§ **What needs to be done**: Your answer should be an exact copy of every record.

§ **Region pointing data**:
┄┄┄┄┄┄┄┄┄┄
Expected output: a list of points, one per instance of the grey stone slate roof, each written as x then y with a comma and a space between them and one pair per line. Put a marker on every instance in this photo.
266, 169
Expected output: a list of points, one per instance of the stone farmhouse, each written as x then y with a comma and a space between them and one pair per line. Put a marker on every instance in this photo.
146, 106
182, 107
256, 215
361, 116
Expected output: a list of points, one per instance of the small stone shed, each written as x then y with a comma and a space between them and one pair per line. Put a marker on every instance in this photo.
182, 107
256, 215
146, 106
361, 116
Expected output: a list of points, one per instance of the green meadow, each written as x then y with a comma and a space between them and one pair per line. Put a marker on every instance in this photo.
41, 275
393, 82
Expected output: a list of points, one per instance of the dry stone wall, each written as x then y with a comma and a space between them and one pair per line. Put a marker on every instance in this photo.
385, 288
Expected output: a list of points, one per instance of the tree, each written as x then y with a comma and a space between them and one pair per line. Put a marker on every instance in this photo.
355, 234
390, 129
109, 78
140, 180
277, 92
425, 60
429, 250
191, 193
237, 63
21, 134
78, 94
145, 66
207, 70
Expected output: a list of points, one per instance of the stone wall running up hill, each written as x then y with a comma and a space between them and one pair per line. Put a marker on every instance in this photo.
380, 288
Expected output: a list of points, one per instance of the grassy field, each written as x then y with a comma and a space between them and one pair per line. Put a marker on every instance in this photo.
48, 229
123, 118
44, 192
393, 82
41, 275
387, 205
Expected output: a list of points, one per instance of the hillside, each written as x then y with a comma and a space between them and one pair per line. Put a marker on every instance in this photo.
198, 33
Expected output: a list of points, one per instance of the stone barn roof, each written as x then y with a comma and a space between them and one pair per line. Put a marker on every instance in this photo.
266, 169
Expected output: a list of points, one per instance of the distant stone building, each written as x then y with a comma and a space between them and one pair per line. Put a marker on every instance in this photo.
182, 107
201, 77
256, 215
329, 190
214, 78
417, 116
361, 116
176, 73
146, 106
┄┄┄┄┄┄┄┄┄┄
§ **Result of this task**:
Expected output: a list of points, one per instance of the grey stone slate roof, each written as x then y with a comma and a space between them and one pair per line. Put a marker on every instance in this photo.
266, 169
Expected output: a list of points, one per instance of the stone farmhouse, each written as x then y with a comma and a space between them and one pair per line. Put a marker on every instance in this photo.
146, 106
182, 107
256, 215
361, 116
Expected output: a list of points, one per instance of the small stone shed, each written as x then y with a comma and a space between them and one pair per line. Put a marker on every instance in this photo.
182, 107
256, 215
146, 106
361, 116
Expected output: a list of points, one per instance of the green meadow, each written as x then y with a comma and a space between them and one pair per line. Put a marker on every instance in this photo.
41, 275
393, 82
Expected output: a list of points, one per instance of the dry stone wall, each written as x then y with a comma and a space between them and one pair per line. Put a marker on every instance in this photo.
385, 288
Expected output: a list of points, one per instance of the tree, each written as x then y with a comma and a space between them and one pair per line. Put a marker on every instance in this photo.
355, 234
390, 129
109, 78
140, 180
277, 92
425, 60
429, 250
191, 193
237, 63
21, 134
78, 94
145, 66
207, 70
Expected output: a list of points, one per instance of the stone wall running up hill, each written as x then y with a comma and a space between them and one pair per line. Put a marker on every instance in this photo.
380, 288
Expected output: a list of points, one per instance of the grassy field, each written as x then y with a comma and a space between them and one pair per line. Put a marker on every instance in this photo.
48, 229
123, 118
44, 192
393, 82
41, 275
387, 205
Expected output: a list of points, one per instance of the hillside, each written as x then y with a comma and a space between them and one pair per line. Put a marker on every instance in this photo.
198, 33
Expected output: a list of points, one per instance of the stone barn roof, each written as x then y with a comma and a space between them and one pair per line. Put a marker on every instance in this photo.
266, 169
Expected output: a list of points, one per instance of the distant stone building, each written as x then y with a comma and a space between them and one pair per line. Put a marker on every instance in this photo.
182, 107
201, 77
256, 215
329, 190
214, 78
417, 116
361, 116
176, 73
146, 106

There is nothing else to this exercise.